======== TRECHO DA PÁGINA ========
OS SETE PECADOS CAPITAIS À LUZ DA CIÊNCIA

02/01/2010

"Tentações sob a luz da ciência
Pesquisadores de várias partes do mundo se debruçam sobre a origem dos sete pecados capitais para tentar entender as razões biológicas e sociais que levam os homens a cometê-los

Paloma Oliveto e Tatiana Sabadini

Todo mundo, um dia, já caiu na tentação. Seja a de comer demais, cobiçar o bem alheio, envaidecer-se de algo a ponto de alardear suas conquistas aos quatro cantos do mundo. Ou passar um dia inteiro deitado, sem fazer nada; entregar-se aos prazeres descompromissados do sexo, esconder dinheiro para não emprestar, enraivecer-se a ponto de disparar socos e pontapés. Para cada um desses excessos, há um nome. Juntos, eles compõem os sete pecados capitais, descritos pela primeira vez no fim do século 7, quando o papa Gregório fez uma lista das sete piores paixões humanas.

Apesar de nomeados pela Igreja Católica, soberba, inveja, ira, preguiça, avareza, gula e luxúria são vícios malvistos por várias sociedades, antes mesmo que Jesus Cristo fundasse a nova religião.

Na mitologia greco-romana, são temas passíveis da fúria dos deuses, que, mesmo do alto da majestade olímpica, também não estavam incólumes às paixões humanas. O budismo ensina a se desapegar dos desejos corporais e, para o hinduísmo, a avareza é um mal destruidor. Mesmo os agnósticos não deixam de torcer o nariz para os vícios que, moralmente, nos parecem mais odiosos, como o ócio ou o orgulho desenfreado.

A ciência, porém, veio nos redimir de todas as nossas culpas. Psicólogos sociais estão debruçados sobre a origem dos pecados capitais. Neurologistas já descobriram que a chave para muitos dos sentimentos considerados ruins está na fisiologia do cérebro. Pesquisadores mostram que um vício pode ser, muitas vezes, o jeito que o ser humano encontra para sobreviver, o que Charles Darwin chamaria de pura evolução.


SOBERBA

Ela é a mãe de todos os pecados. A soberba, também chamada de orgulho, arrogância, pretensão ou vaidade, fez Eva desafiar as ordens divinas e provar do fruto proibido. Instigada pela serpente, a mulher nascida da costela de Adão sentiu-se maior do que realmente era. Quis conhecer o segredo de Deus e ainda levou o marido junto. O resto da história, todo mundo sabe: expulsão do Paraíso, uma tragédia fratricida e o peso de carregar, até o fim dos dias, a culpa original, salva apenas pela Paixão de Cristo.
========
Dê continuidade ao texto sobre os sete pecados capitais à luz da ciência, começando logo após a última frase da seção SOBERBA.
======== DADOS FORNECIDOS ========
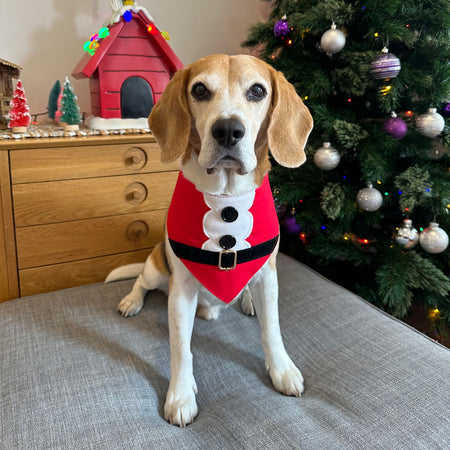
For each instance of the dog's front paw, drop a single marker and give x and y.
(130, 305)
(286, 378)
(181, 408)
========
======== DADOS FORNECIDOS ========
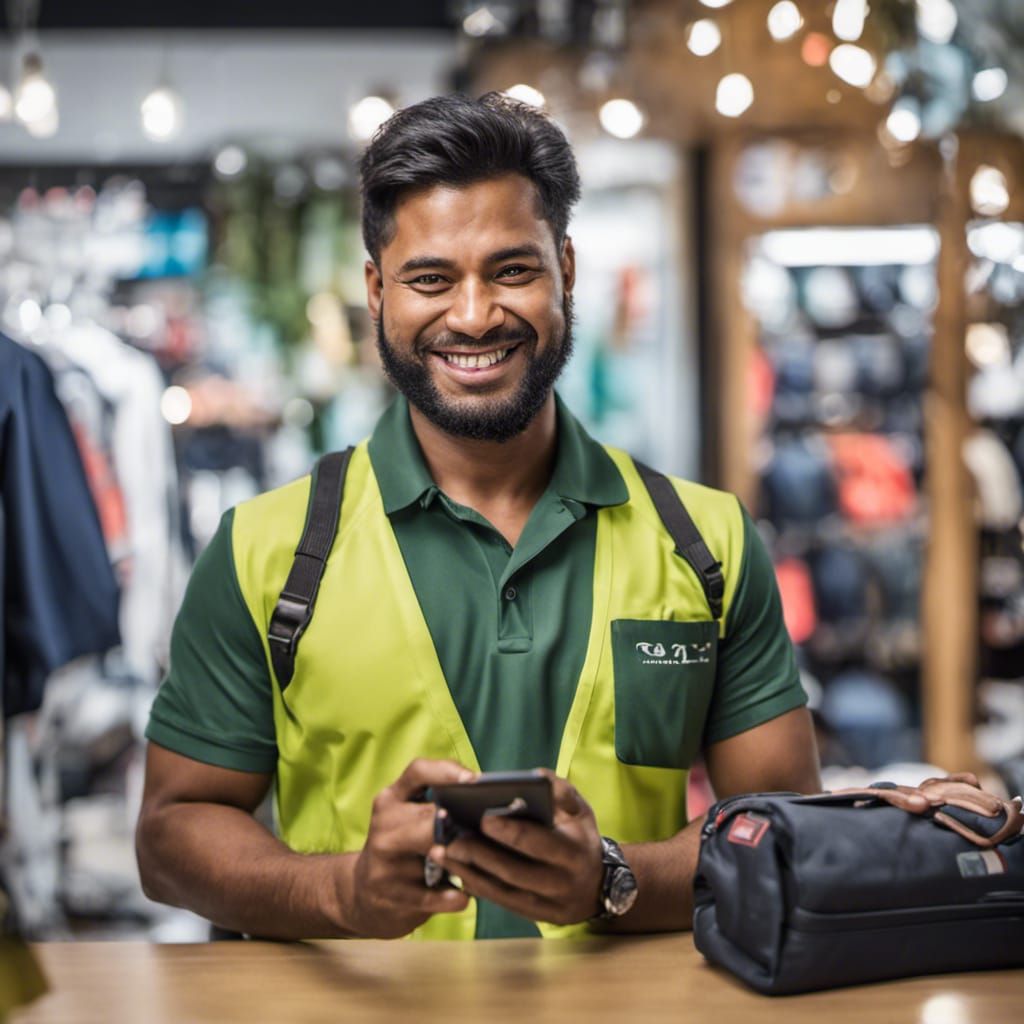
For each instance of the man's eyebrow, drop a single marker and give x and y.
========
(RESPOSTA ESCRITA):
A ciência agora tira a carga de culpa que sempre envolveu o sentimento. "Eu diria que o orgulho é completamente natural e benéfico quando não chega aos extremos", disse o psicólogo social David DeSteno, professor associado da Northestern University, nos Estados Unidos, e autor de diversos trabalhos sobre o assunto. O mais recente foi publicado no ano passado e relaciona orgulho e perseverança.

De acordo com o especialista, ser vaidoso é uma questão de sobrevivência. Relaciona-se melhor no mundo quem tem uma atitude de autoapreciação. "O orgulho pode ser extremamente funcional, já que nos impele a perseverar nas nossas tarefas, desenvolver mais habilidades, para sermos valorizados dentro de um grupo. Quando você está feliz, não precisa trabalhar pesado para parecer melhor. Na nossa pesquisa, mostramos que a vaidade conduz à perseverança", diz.

O psicólogo, porém, alerta que há um limite. "Se uma pessoa vai bem em uma tarefa, ela geralmente vai se sentir orgulhosa e encorajada a fazer ainda melhor. Porém, algumas pessoas generalizam esse sentimento. Sentem-se orgulhosas em relação a tudo. Esse senso de ‘eu sou bom em absolutamente tudo’ pode rapidamente se transformar em húbris", diz DeSteno. Ele se refere ao termo grego que diz respeito a uma insolência tão grande que chega a ser uma afronta moral. Os deuses de Atenas costumavam punir quem demonstrava arrogância em demasia.


IRA

O coração se acelera, o sangue ferve, a pulsação fica incontrolável. E assim, de repente, vem a fúria. Uma explosão pronta para despertar o que há de pior em cada um. A raiva pode transformar o melhor dos homens, causar tragédias, destruir relacionamentos e mudar destinos. Afinal, o sentimento que nos deixa impulsivos e fora de controle pode ser mais forte. Os cientistas garantem que há redenção para o mal e que é possível usar esse sentimento para o próprio bem.

Todas as pessoas sentem raiva de vez em quando, mas algumas a experimentam com mais frequência e muito mais intensidade que as outras. Para Eric R. Dahlen, professor de psicologia da University of Southern Mississippi, a explicação pode estar tanto em algum componente genético quanto psicológico. "De fato, existem evidências de que algumas crianças podem nascer com grande propensão para a raiva. Ao mesmo tempo, existem evidências que mensagens socioculturais informam o que nos provoca ira e nós aprendemos quando e como é aceitável expressá-la", diz.

Segundo ele, grande parte da nossa experiência emocional está ligada a como reagimos a diferentes situações e eventos. Se alguém, por exemplo, está dirigindo para o trabalho em uma manhã qualquer e é fechado por outro motorista bruscamente, é capaz de ficar frustrado e levemente irritado se acreditar que a manobra perigosa foi fruto de distração da outra pessoa. "Agora, se você estiver convencido de que o motorista o cortou intencionalmente, você vai ficar com mais raiva. Então, o que pensamos sobre as situações que acontecem conosco pode influenciar nossas emoções", afirma.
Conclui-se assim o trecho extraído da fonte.